- SOURCE RECORDS -
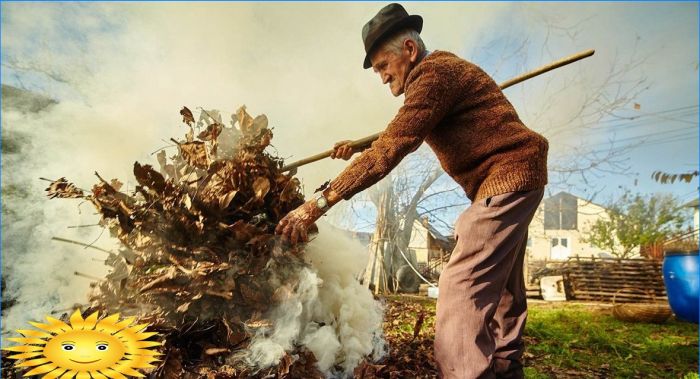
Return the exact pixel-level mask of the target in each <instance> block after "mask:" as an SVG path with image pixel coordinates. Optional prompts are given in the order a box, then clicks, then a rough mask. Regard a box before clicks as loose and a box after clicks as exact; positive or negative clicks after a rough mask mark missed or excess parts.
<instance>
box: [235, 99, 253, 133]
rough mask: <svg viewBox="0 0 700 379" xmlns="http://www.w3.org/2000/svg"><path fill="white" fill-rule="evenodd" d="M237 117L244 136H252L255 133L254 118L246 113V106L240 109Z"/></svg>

...

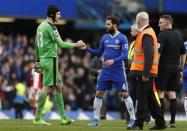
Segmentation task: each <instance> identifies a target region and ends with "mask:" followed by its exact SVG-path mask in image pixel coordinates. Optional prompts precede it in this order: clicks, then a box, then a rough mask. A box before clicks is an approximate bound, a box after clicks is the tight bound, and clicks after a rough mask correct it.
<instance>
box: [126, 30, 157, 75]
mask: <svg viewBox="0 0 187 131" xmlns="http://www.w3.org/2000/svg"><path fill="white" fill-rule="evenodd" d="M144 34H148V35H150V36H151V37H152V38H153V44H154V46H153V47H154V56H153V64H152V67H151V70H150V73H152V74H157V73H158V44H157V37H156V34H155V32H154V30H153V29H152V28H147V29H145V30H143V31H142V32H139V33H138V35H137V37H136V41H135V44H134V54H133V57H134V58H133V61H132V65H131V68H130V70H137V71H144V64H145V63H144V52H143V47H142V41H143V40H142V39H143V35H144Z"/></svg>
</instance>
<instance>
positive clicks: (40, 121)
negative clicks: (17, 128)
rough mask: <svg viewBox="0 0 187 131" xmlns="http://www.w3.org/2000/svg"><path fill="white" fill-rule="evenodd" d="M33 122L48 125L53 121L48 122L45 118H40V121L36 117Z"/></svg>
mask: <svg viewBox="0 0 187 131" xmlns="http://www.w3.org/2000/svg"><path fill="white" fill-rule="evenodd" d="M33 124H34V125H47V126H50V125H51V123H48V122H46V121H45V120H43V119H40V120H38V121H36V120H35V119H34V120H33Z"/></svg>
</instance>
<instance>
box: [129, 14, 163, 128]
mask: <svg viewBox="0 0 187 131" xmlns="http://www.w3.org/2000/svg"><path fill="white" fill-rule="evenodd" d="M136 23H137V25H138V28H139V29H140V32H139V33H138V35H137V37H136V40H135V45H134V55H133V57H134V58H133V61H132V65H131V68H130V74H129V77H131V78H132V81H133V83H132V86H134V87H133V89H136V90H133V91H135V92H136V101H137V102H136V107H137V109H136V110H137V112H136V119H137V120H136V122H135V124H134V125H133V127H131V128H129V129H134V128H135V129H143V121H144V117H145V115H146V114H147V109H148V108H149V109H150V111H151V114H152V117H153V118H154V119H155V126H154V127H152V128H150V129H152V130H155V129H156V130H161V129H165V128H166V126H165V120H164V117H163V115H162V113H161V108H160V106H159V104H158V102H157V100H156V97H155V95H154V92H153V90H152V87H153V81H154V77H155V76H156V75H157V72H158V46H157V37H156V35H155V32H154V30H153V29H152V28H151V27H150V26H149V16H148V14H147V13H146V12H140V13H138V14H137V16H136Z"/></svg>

- ACTION ITEM -
Pick out each line in the records above that contains the word "negative" and copy those lines in full.

- SOLUTION TO THE PROBLEM -
Return the exact pixel-level mask of the target in each <instance> block after "mask:" as an SVG path with image pixel coordinates. Optional prompts are given in the order a box, then clicks, then a rough mask. Regard a box before clicks as loose and a box after clicks as exact; positive or negative clicks after a rough mask mark missed or excess parts.
negative clicks: (17, 128)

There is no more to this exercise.